Annotated coordinate records:
========================================

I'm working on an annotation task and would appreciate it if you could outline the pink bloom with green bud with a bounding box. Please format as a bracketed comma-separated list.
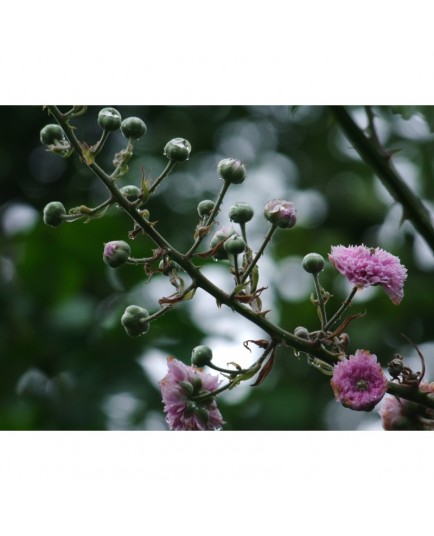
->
[330, 350, 387, 411]
[329, 245, 407, 305]
[160, 357, 223, 430]
[378, 381, 434, 431]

========================================

→ Aim
Can you recast the listing above as a Markdown table with a Row column for the row number and a Line column for the line, skipping blank lines and leaving out the pictures?

→ Written answer
| Row | Line |
|---|---|
| 1 | I'm working on an annotation task and would appreciate it if you could outline the pink bloom with green bud with a bounding box. Please format as a bracketed comma-separated list. |
| 2 | -> |
| 3 | [330, 350, 387, 411] |
| 4 | [329, 245, 407, 305] |
| 5 | [160, 357, 223, 430] |
| 6 | [378, 381, 434, 431] |